_Available records_

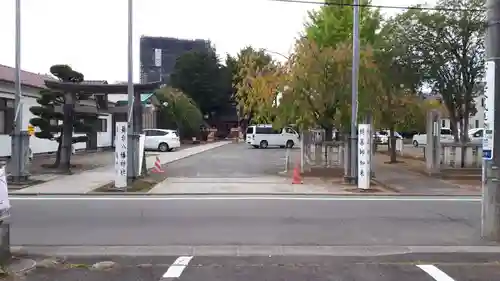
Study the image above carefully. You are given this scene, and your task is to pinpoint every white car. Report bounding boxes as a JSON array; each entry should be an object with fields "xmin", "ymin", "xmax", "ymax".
[
  {"xmin": 374, "ymin": 130, "xmax": 403, "ymax": 144},
  {"xmin": 143, "ymin": 129, "xmax": 181, "ymax": 152},
  {"xmin": 412, "ymin": 128, "xmax": 455, "ymax": 147},
  {"xmin": 246, "ymin": 125, "xmax": 299, "ymax": 148}
]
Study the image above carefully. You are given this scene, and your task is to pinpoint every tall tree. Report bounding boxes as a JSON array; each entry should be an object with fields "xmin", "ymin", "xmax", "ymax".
[
  {"xmin": 373, "ymin": 20, "xmax": 425, "ymax": 163},
  {"xmin": 304, "ymin": 0, "xmax": 381, "ymax": 132},
  {"xmin": 386, "ymin": 0, "xmax": 485, "ymax": 142},
  {"xmin": 304, "ymin": 0, "xmax": 381, "ymax": 47},
  {"xmin": 29, "ymin": 65, "xmax": 97, "ymax": 171},
  {"xmin": 230, "ymin": 46, "xmax": 272, "ymax": 129},
  {"xmin": 157, "ymin": 87, "xmax": 203, "ymax": 138},
  {"xmin": 279, "ymin": 38, "xmax": 379, "ymax": 140},
  {"xmin": 170, "ymin": 49, "xmax": 231, "ymax": 117}
]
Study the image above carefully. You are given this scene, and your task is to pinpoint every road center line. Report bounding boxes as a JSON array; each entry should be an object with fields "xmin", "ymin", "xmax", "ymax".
[
  {"xmin": 162, "ymin": 256, "xmax": 193, "ymax": 278},
  {"xmin": 417, "ymin": 264, "xmax": 455, "ymax": 281},
  {"xmin": 9, "ymin": 195, "xmax": 481, "ymax": 202}
]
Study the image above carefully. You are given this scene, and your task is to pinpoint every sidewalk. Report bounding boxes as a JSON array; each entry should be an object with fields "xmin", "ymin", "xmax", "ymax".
[
  {"xmin": 373, "ymin": 153, "xmax": 479, "ymax": 195},
  {"xmin": 149, "ymin": 176, "xmax": 392, "ymax": 195},
  {"xmin": 9, "ymin": 141, "xmax": 230, "ymax": 194}
]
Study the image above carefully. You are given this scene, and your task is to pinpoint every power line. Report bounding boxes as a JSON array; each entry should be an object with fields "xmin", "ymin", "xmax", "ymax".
[{"xmin": 268, "ymin": 0, "xmax": 486, "ymax": 12}]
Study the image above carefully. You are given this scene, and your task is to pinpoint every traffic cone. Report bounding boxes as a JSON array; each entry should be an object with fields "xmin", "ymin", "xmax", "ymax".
[
  {"xmin": 153, "ymin": 156, "xmax": 165, "ymax": 173},
  {"xmin": 292, "ymin": 164, "xmax": 303, "ymax": 184}
]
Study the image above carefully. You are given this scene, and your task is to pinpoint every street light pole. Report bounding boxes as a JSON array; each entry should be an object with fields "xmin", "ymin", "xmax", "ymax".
[
  {"xmin": 481, "ymin": 0, "xmax": 500, "ymax": 241},
  {"xmin": 127, "ymin": 0, "xmax": 137, "ymax": 183},
  {"xmin": 11, "ymin": 0, "xmax": 25, "ymax": 182},
  {"xmin": 347, "ymin": 0, "xmax": 359, "ymax": 183}
]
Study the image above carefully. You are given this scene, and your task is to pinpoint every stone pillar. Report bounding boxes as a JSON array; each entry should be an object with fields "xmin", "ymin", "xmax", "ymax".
[{"xmin": 425, "ymin": 110, "xmax": 441, "ymax": 175}]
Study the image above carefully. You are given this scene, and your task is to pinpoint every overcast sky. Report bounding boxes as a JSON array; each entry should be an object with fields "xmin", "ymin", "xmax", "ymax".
[{"xmin": 0, "ymin": 0, "xmax": 434, "ymax": 82}]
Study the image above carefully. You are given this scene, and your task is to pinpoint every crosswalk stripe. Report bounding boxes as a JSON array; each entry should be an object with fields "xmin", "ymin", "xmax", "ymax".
[{"xmin": 417, "ymin": 264, "xmax": 455, "ymax": 281}]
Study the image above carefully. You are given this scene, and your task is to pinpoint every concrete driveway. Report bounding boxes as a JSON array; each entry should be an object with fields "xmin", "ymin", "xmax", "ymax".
[{"xmin": 163, "ymin": 143, "xmax": 300, "ymax": 178}]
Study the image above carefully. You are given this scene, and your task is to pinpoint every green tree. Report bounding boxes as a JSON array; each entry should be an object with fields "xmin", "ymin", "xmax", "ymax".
[
  {"xmin": 157, "ymin": 87, "xmax": 204, "ymax": 138},
  {"xmin": 279, "ymin": 39, "xmax": 379, "ymax": 140},
  {"xmin": 391, "ymin": 0, "xmax": 486, "ymax": 142},
  {"xmin": 303, "ymin": 0, "xmax": 381, "ymax": 132},
  {"xmin": 170, "ymin": 49, "xmax": 231, "ymax": 117},
  {"xmin": 29, "ymin": 65, "xmax": 97, "ymax": 168},
  {"xmin": 230, "ymin": 46, "xmax": 272, "ymax": 129},
  {"xmin": 373, "ymin": 20, "xmax": 426, "ymax": 163},
  {"xmin": 304, "ymin": 0, "xmax": 381, "ymax": 47}
]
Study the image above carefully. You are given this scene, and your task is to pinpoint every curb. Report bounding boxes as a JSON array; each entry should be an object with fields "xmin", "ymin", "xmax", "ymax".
[
  {"xmin": 3, "ymin": 256, "xmax": 36, "ymax": 274},
  {"xmin": 9, "ymin": 141, "xmax": 231, "ymax": 196},
  {"xmin": 371, "ymin": 179, "xmax": 401, "ymax": 194},
  {"xmin": 10, "ymin": 192, "xmax": 481, "ymax": 198}
]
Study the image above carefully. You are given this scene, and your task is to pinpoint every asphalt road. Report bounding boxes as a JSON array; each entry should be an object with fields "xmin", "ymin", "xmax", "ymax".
[
  {"xmin": 167, "ymin": 143, "xmax": 299, "ymax": 178},
  {"xmin": 25, "ymin": 254, "xmax": 500, "ymax": 281},
  {"xmin": 11, "ymin": 196, "xmax": 484, "ymax": 246}
]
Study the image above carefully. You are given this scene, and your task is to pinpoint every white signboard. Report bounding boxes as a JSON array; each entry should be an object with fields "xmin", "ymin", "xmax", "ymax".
[
  {"xmin": 137, "ymin": 134, "xmax": 146, "ymax": 176},
  {"xmin": 483, "ymin": 61, "xmax": 495, "ymax": 160},
  {"xmin": 0, "ymin": 166, "xmax": 10, "ymax": 220},
  {"xmin": 115, "ymin": 122, "xmax": 127, "ymax": 188},
  {"xmin": 358, "ymin": 124, "xmax": 371, "ymax": 189},
  {"xmin": 155, "ymin": 49, "xmax": 161, "ymax": 67}
]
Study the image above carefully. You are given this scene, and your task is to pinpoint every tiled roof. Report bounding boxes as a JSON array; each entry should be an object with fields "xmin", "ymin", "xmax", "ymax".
[{"xmin": 0, "ymin": 64, "xmax": 54, "ymax": 89}]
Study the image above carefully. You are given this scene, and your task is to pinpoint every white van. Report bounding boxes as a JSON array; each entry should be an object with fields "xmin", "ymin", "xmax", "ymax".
[
  {"xmin": 246, "ymin": 125, "xmax": 299, "ymax": 148},
  {"xmin": 412, "ymin": 128, "xmax": 455, "ymax": 147}
]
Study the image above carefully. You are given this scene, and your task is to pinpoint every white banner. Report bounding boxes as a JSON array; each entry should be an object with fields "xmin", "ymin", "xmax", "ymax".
[
  {"xmin": 137, "ymin": 134, "xmax": 146, "ymax": 176},
  {"xmin": 483, "ymin": 61, "xmax": 495, "ymax": 159},
  {"xmin": 155, "ymin": 49, "xmax": 161, "ymax": 67},
  {"xmin": 358, "ymin": 124, "xmax": 371, "ymax": 189},
  {"xmin": 0, "ymin": 165, "xmax": 10, "ymax": 220},
  {"xmin": 115, "ymin": 122, "xmax": 127, "ymax": 188}
]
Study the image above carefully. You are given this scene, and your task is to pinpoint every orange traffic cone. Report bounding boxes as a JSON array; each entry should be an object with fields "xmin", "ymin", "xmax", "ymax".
[
  {"xmin": 292, "ymin": 164, "xmax": 303, "ymax": 184},
  {"xmin": 153, "ymin": 156, "xmax": 165, "ymax": 173}
]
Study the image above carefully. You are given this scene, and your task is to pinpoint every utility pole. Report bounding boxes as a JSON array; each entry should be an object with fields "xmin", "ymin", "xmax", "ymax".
[
  {"xmin": 481, "ymin": 0, "xmax": 500, "ymax": 241},
  {"xmin": 11, "ymin": 0, "xmax": 26, "ymax": 183},
  {"xmin": 348, "ymin": 0, "xmax": 359, "ymax": 184},
  {"xmin": 127, "ymin": 0, "xmax": 137, "ymax": 183}
]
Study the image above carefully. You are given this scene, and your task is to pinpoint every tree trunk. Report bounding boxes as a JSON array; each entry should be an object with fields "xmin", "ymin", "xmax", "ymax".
[
  {"xmin": 460, "ymin": 104, "xmax": 469, "ymax": 168},
  {"xmin": 61, "ymin": 93, "xmax": 73, "ymax": 173},
  {"xmin": 388, "ymin": 125, "xmax": 397, "ymax": 164},
  {"xmin": 52, "ymin": 137, "xmax": 62, "ymax": 168}
]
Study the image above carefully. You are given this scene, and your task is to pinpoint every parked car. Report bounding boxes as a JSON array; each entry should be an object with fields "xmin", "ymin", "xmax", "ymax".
[
  {"xmin": 246, "ymin": 125, "xmax": 299, "ymax": 148},
  {"xmin": 143, "ymin": 129, "xmax": 181, "ymax": 152},
  {"xmin": 373, "ymin": 130, "xmax": 403, "ymax": 144},
  {"xmin": 412, "ymin": 128, "xmax": 455, "ymax": 147}
]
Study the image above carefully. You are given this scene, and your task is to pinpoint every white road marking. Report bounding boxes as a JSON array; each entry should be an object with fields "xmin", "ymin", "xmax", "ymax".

_Objective_
Which lines in the data above contain the word "traffic"? Report every one of them in full.

_Written reply_
Study the image above carefully. You are given this scene, and your task is to pinpoint every traffic cone. Report bounding boxes as a JSON array; each entry should be an object with fields "xmin", "ymin", "xmax", "ymax".
Study the image above carefully. You are given this scene, and your task is to pinpoint every orange traffic cone. Report bounding boxes as a JSON array; each entry should be an object with fields "xmin", "ymin", "xmax", "ymax".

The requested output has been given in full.